**Data to examine**
· · · ·

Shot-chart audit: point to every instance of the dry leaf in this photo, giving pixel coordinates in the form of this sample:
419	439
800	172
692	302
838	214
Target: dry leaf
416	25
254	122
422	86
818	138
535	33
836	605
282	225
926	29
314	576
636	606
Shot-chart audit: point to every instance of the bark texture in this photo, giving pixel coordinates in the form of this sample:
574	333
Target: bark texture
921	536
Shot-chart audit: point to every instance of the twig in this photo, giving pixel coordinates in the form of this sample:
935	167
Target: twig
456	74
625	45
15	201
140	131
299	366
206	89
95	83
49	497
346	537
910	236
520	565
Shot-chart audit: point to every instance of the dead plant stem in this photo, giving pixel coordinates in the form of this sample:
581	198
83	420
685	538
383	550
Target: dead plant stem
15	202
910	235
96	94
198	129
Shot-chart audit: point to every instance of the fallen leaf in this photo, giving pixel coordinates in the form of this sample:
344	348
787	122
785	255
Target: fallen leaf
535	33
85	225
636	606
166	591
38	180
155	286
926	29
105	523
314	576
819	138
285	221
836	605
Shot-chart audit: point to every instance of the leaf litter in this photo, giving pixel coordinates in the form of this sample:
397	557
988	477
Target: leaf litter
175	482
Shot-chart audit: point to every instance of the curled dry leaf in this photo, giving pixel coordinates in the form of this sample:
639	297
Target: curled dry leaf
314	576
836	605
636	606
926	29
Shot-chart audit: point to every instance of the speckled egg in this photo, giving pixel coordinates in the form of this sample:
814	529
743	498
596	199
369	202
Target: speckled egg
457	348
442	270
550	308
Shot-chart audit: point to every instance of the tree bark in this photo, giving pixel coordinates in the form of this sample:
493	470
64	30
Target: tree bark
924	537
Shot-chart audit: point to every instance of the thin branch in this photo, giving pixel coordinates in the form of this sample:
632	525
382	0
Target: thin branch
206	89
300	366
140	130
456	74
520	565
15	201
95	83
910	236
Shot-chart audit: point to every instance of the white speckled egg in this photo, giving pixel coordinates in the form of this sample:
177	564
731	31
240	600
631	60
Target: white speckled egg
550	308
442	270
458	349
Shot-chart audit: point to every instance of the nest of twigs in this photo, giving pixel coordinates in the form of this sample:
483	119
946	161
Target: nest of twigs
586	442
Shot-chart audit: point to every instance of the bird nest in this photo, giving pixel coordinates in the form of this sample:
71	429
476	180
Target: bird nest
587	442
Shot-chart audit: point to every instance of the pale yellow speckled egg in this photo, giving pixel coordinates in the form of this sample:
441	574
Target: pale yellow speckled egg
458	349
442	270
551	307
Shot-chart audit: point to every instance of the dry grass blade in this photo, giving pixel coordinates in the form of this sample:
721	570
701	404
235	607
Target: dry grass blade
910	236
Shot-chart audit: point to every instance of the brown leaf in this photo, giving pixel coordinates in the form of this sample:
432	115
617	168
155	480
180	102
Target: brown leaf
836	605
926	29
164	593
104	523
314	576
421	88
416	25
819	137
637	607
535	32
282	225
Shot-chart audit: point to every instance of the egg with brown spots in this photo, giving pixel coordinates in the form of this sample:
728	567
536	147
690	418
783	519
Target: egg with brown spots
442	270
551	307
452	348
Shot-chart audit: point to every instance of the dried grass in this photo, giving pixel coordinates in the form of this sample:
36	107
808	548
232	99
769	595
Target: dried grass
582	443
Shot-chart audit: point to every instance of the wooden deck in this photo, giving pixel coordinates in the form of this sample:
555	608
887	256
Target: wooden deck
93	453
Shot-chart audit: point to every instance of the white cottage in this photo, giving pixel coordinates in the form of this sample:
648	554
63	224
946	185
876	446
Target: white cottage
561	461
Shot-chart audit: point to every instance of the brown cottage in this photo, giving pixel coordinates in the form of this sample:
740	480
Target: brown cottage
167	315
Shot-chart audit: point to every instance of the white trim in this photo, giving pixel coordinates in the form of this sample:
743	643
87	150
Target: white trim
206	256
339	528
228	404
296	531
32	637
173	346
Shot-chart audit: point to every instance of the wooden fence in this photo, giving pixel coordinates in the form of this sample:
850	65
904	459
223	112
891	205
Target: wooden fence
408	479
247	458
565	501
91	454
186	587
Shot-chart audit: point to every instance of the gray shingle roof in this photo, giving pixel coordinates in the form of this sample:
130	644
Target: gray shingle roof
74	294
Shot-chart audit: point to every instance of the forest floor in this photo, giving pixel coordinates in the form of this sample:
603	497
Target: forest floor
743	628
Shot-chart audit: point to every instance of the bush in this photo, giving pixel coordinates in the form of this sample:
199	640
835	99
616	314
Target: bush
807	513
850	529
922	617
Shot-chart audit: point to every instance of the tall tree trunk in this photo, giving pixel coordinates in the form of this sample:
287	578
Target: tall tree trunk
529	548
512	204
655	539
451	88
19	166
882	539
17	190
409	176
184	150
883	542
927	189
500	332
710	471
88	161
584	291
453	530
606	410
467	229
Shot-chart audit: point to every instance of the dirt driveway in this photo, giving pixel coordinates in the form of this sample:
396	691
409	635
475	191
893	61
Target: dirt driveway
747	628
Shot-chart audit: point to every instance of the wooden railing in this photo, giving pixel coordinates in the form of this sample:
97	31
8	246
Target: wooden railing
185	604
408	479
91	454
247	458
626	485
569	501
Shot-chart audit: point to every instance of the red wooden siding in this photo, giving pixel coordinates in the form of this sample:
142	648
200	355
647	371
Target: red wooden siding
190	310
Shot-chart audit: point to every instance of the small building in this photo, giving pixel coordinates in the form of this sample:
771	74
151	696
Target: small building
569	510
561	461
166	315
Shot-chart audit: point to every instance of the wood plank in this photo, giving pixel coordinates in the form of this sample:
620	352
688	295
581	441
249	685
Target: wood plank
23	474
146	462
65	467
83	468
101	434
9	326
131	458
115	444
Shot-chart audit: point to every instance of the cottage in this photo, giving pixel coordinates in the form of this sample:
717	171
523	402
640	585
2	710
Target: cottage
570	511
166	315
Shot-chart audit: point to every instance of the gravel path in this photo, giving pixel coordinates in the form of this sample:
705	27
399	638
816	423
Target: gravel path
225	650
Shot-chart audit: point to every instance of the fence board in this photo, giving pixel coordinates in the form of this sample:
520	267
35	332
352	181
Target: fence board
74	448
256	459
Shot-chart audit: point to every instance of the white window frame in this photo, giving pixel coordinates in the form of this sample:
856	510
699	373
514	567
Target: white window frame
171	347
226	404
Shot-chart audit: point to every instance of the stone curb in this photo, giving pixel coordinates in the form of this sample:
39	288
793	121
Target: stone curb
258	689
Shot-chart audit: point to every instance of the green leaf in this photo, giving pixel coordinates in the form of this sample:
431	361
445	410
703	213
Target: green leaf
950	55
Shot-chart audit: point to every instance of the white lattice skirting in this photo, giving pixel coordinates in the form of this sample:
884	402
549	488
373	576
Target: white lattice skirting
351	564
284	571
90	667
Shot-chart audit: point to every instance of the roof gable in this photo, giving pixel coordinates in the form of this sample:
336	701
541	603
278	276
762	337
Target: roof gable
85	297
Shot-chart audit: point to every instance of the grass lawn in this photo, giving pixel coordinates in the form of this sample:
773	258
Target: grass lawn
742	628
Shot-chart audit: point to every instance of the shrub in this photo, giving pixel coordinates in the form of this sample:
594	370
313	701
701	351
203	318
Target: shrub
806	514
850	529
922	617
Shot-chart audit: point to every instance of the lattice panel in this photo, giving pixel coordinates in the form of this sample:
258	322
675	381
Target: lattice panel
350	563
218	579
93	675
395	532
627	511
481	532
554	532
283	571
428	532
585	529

· · · ·

**Task description**
Please retype every entry above exactly as it stands.

**Final answer**
Shot-chart audit: point to every instance of the dry leaf in this photo, giving pixel coordinates in the form of this sample:
419	439
800	172
692	302
838	214
Target: dry leaf
416	25
254	122
422	86
818	138
535	33
836	605
282	225
926	29
314	576
636	606
Shot-chart audit: point to every instance of the bark texture in this photo, giving pixel coordinates in the form of this sample:
574	333
Target: bark texture
921	536
Shot-chart audit: point to every instance of the twig in this photo, giving pixel coordinates in the form of this sample:
935	167
Target: twig
456	74
625	45
15	201
140	131
299	366
206	89
95	83
49	497
346	537
910	236
520	565
Shot-chart audit: point to every instance of the dead plant stem in this photo, giving pixel coordinates in the form of this sample:
581	198
83	420
685	538
383	550
Target: dead plant stem
15	202
910	235
96	94
198	129
Shot-chart audit: point to every instance of the fallen leaf in this photo, giving pixel coordinates in the form of this sample:
344	348
787	122
785	255
Target: fallen leaf
535	33
85	225
636	606
166	591
38	180
155	286
926	29
105	523
314	576
819	138
285	221
836	605
Shot-chart audit: point to every instance of the leaf litter in this photo, giving pixel coordinates in the form of this sample:
397	557
988	477
Target: leaf litter
175	482
Shot-chart audit: point to every instance of the curled dry leaf in this photo, giving pixel coordinates in the form of this sample:
639	297
Target: curled dry leaf
314	576
836	605
636	606
926	29
Shot-chart audit: point to every instance of the speckled egg in this photo, giving pixel coordinates in the form of this sample:
814	529
743	498
596	199
369	202
Target: speckled egg
457	348
442	270
550	308
Shot-chart audit: point to every instance of the tree bark in this photo, giving pixel coordinates in the form of this sample:
493	470
64	30
Target: tree bark
924	537
Shot-chart audit: point to every instance of the thin branch in this photo, giving pixel coordinates in the form of this sample:
632	525
382	0
Target: thin branch
206	89
300	366
140	130
456	74
520	565
15	201
95	83
910	236
Shot-chart audit: point to every instance of the white speckled egg in this photo, giving pixel coordinates in the form of this sample:
177	564
731	31
240	600
631	60
Target: white speckled egg
550	308
442	270
458	349
Shot-chart audit: point to every instance of the nest of twigs in this photo, giving pixel coordinates in the form of this sample:
483	119
946	161
Target: nest of twigs
586	442
Shot-chart audit: point to every instance of the bird nest in this photo, giving pixel coordinates in the form of this sample:
71	429
476	180
Target: bird nest
587	442
Shot-chart audit: point to every instance of the pale yellow speckled egg in this photo, giving pixel coordinates in the form of this sample:
441	574
Target: pale yellow speckled egg
458	349
442	270
551	307
Shot-chart audit: point to every instance of the dry grass blade in this photo, giving pixel coordinates in the form of this sample:
721	570
701	404
235	607
Target: dry grass blade
910	236
Shot-chart audit: point to every instance of the brown leaf in this photo, giving pixel coordinates in the form of this sample:
432	115
617	168
155	480
180	102
Target: brown leaf
836	605
926	29
164	593
104	523
314	576
421	88
416	25
819	137
637	607
535	32
282	225
Shot-chart audit: point to every instance of the egg with brown spots in this photo, giving pixel coordinates in the form of this sample:
728	567
536	147
690	418
783	519
Target: egg with brown spots
442	270
551	307
452	348
Shot-chart audit: point to every instance of the dried grass in this photo, giving pixel coordinates in the form of this sample:
36	107
808	548
232	99
769	595
Target: dried grass
582	443
Shot-chart audit: point to every instance of the wooden deck in this photo, giving pixel coordinates in the form of this sample:
555	608
887	256
Target: wooden deck
93	453
Shot-chart audit: point to every instance of the white cottage in this photo, giving pixel coordinates in the form of this sample:
648	554
63	224
946	185
876	446
Target: white cottage
561	461
Shot-chart audit: point to every instance of the brown cottage in this photo, giving pixel coordinates in the form of this sample:
740	480
Target: brown cottage
167	315
Shot-chart audit: point to every instance of the white trim in this photo, giving pixel coordinates in the form of this sample:
743	643
87	150
Target: white trim
206	256
339	528
228	404
296	531
32	637
173	346
Shot-chart audit: point to every instance of the wooden fence in this photo, giving pixel coordinates in the form of this sample:
850	65
904	459
223	112
891	205
Target: wooden fence
408	479
247	458
565	501
91	454
186	587
Shot-chart audit: point to every instance of the gray shingle roof in this photo, giving pixel coordinates in the form of this sample:
130	644
Target: gray shingle roof
74	294
Shot-chart audit: point to every instance of the forest floor in this photo, giving pixel coordinates in the form of this sample:
603	497
Target: forest floor
743	628
Shot-chart audit: point to every instance of the bush in this photo, giving pixel coordinates in the form of this sample:
199	640
835	99
616	314
Target: bush
807	513
850	529
922	617
Shot-chart audit: point to every instance of the tall tree trunk in this photo, giving pixel coordinates in the form of this sample:
287	578
Target: tall tree trunk
529	548
512	204
655	539
451	88
19	166
882	539
17	190
409	176
184	150
883	542
927	189
500	332
710	471
88	161
584	291
453	530
606	410
467	229
Shot-chart audit: point to every instance of the dirt driveway in this photo, giving pixel coordinates in the form of this sample:
396	691
409	635
475	191
893	61
Target: dirt driveway
747	628
Shot-chart audit: point to every instance of the wooden railing in this photo, giving pixel coordinates in the form of this sample:
97	31
8	246
Target: wooden railing
185	604
408	479
91	454
247	458
626	485
569	501
Shot-chart audit: point to every instance of the red wooden siding in this photo, giving pixel coordinates in the form of this sample:
142	648
200	355
647	371
Target: red wooden siding
190	310
Shot-chart audit: point to every instance of the small building in this photo, giving pixel coordinates in the form of this sample:
771	74
151	696
Target: small building
569	510
561	461
166	315
Shot-chart audit: point to every instance of the wood plank in this photo, giving pixel coordinates in the form of this sample:
620	352
688	295
581	441
249	685
Target: wood plank
23	474
146	462
65	467
83	468
101	434
9	326
131	458
115	444
Shot-chart audit: point to every instance of the cottage in this photo, giving pixel coordinates in the form of this sample:
717	171
523	402
640	585
2	710
Target: cottage
570	511
166	315
Shot-chart audit: point to every instance of the gravel path in this photo, giving pixel coordinates in the form of this sample:
705	27
399	638
816	423
Target: gravel path
225	650
Shot-chart audit: point to every instance of the fence board in this photo, giving pixel coordinates in the form of this sample:
520	267
35	332
352	181
Target: fence board
74	448
256	459
Shot-chart audit: point to every instance of the white window frame in this photo, giving pixel coordinates in the form of this sample:
856	510
699	373
514	567
Target: white window frame
171	347
226	404
Shot-chart audit: point to every instance of the stone curb in this photo, giving pixel coordinates in the form of this sample:
39	288
793	121
Target: stone curb
258	689
Shot-chart audit: point to every instance of the green leaf in this photo, giving pixel coordinates in the form of this sample:
431	361
445	410
703	213
Target: green leaf
950	55
Shot-chart audit: point to every instance of the white lattice skirting in this photo, giving pixel coordinates in the form of this sample:
884	402
549	488
373	576
Target: white lattice skirting
351	564
284	571
90	667
Shot-chart audit: point to every instance of the roof gable in this photo, giving pixel coordinates in the form of this sample:
336	701
541	603
278	276
762	337
Target: roof gable
85	297
Shot-chart audit: point to every instance of the grass lawn in this photo, giving pixel coordinates in the form of this sample:
773	258
Target: grass lawn
742	628
Shot-chart audit: point to every instance of the shrub in this photo, giving pixel coordinates in the form of this sample:
594	370
313	701
701	351
203	318
Target: shrub
806	514
850	529
922	617
Shot-chart audit: point to every instance of the lattice panel in this photo, giving pixel coordinates in the form of this sample:
258	322
675	381
Target: lattice panel
350	563
218	579
93	675
395	532
627	511
481	532
554	532
283	571
428	532
585	529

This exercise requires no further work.